**Что требуется**
1/ Какое название Бронштейн дал статье против П.Б. Струве, написанной для журнала «Южное обозрение», согласно фрагменту о юности Бронштейна?
2/ Переведите на английский язык предложение из фрагмента о юности Бронштейна: «Льву казалось тогда, что он прочно стал на позиции революционного народничества».

**Фрагмент**

⁂

Вскоре после неудачи с обществом распространения книг Бронштейн попытался попробовать свои силы в политической журналистике. Узнав о том, что народнический журнал «Наше слово», выходивший в Петербурге, перешёл в руки марксистов, он написал в редакцию журнала «Вестник Европы» страстное письмо с протестом против «козней» оторванных от простых людей интеллигентов[82]. Для легально выходившего в Одессе журнала либеральных народников «Южное обозрение» он написал резкую статью, направленную против тогдашнего авторитета марксиста П.Б. Струве[83]. Статью он назвал нагло — «Рептилии на страницах санкт-петербургского журнала»[84]. Отправил этот материал он по почте, но через неделю поехал за ответом сам: «Редактор через большие очки с симпатией глядел на автора, у которого вздымалась огромная копна волос на голове при отсутствии хотя бы намёка растительности на лице. Статья не увидела света. Никто от этого не потерял, меньше всего я сам»[85], — вспоминал Троцкий.

Можно, разумеется, усомниться, что это последовавшее через много лет признание соответствовало настроениям юного автора в тот момент, когда ему отказали. Статья вызвала сочувственный отклик редакции, но отказ в публикации был вызван именно молодостью и предполагаемой неопытностью автора. В редакции сочли, что статья вызовет возражения марксистов, а у Бронштейна не будет достаточных аргументов, чтобы вступить в полемику[86].

За этой инициативой, однако, следовали другие. Льву удалось добиться, что на годовом собрании читателей Николаевской публичной библиотеки была восстановлена 5-рублёвая плата за пользование абонементом вместо введённой незадолго до этого 6-рублёвой и избрано более либеральное правление. Своей речью на собрании постоянных читателей библиотеки Лев убедил их отказаться от подписки на журнал «Новое слово», так как тот сменил свою народническую ориентацию на марксистскую. Другие же юношеские «акции», в том числе и такая амбициозная, как попытка создать «университет» на началах взаимообучения, сразу же провалились[87]. Однако «действительная индивидуальность Бронштейна», по воспоминаниям Зива, была «не в познании и не в чувстве, а в воле. Бронштейн как индивидуалист весь в активности. Активно проявлять свою волю, возвышаться над всеми, быть всюду и всегда первым — это всегда составляло основную сущность личности Бронштейна; остальные стороны его психики были только служебными надстройками и пристройками»[88]. Льву казалось тогда, что он прочно стал на позиции революционного народничества. Этому способствовали встречи с возвратившимися из ссылки второстепенными народническими деятелями, которые проживали в Николаеве под надзором полиции. Скорее всего, не они сами, а те люди, о которых они рассказывали, те сказочные для юноши деятели народнического движения — Андрей Желябов, Софья Перовская, Вера Фигнер — становились подлинными его героями.

⁂

**Перечень записей**
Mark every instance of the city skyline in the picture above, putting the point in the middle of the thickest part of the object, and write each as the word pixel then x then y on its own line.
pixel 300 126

⁂

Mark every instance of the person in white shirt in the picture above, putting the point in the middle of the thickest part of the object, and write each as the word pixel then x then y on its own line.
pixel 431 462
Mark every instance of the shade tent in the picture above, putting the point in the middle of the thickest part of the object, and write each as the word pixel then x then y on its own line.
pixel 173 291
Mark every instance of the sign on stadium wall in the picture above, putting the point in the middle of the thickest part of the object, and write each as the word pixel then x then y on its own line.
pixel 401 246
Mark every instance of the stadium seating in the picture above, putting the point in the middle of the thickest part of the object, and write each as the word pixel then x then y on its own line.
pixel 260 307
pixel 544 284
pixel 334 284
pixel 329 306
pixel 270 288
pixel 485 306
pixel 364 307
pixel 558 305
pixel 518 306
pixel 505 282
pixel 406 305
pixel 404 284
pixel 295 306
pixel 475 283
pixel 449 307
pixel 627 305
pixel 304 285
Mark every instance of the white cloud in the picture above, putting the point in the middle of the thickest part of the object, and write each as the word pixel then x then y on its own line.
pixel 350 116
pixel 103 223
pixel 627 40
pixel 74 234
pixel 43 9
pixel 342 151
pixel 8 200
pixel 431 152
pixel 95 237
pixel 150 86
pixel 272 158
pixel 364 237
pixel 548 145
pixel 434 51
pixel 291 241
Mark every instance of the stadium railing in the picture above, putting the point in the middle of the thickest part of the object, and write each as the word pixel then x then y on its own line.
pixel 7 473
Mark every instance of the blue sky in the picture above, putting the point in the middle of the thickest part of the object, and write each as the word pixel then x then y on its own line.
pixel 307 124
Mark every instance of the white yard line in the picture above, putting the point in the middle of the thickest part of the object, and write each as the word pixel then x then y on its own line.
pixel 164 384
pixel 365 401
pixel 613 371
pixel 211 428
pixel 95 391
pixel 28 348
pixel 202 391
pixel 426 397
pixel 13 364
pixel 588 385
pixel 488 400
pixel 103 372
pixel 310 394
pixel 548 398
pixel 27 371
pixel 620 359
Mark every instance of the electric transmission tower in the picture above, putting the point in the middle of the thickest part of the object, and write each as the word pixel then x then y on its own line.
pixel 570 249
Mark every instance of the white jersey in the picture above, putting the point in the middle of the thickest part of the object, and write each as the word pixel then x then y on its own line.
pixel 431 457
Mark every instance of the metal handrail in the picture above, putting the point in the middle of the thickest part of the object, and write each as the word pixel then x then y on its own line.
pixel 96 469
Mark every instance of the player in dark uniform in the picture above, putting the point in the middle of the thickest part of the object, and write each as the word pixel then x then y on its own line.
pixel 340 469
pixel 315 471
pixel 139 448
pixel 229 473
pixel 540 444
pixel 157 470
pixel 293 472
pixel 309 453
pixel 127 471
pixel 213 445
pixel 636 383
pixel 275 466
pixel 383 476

⁂

**Решения по заданиям**
1/ «Рептилии на страницах санкт-петербургского журнала».

2/ At that time it seemed to Lev that he had firmly taken up the position of revolutionary populism.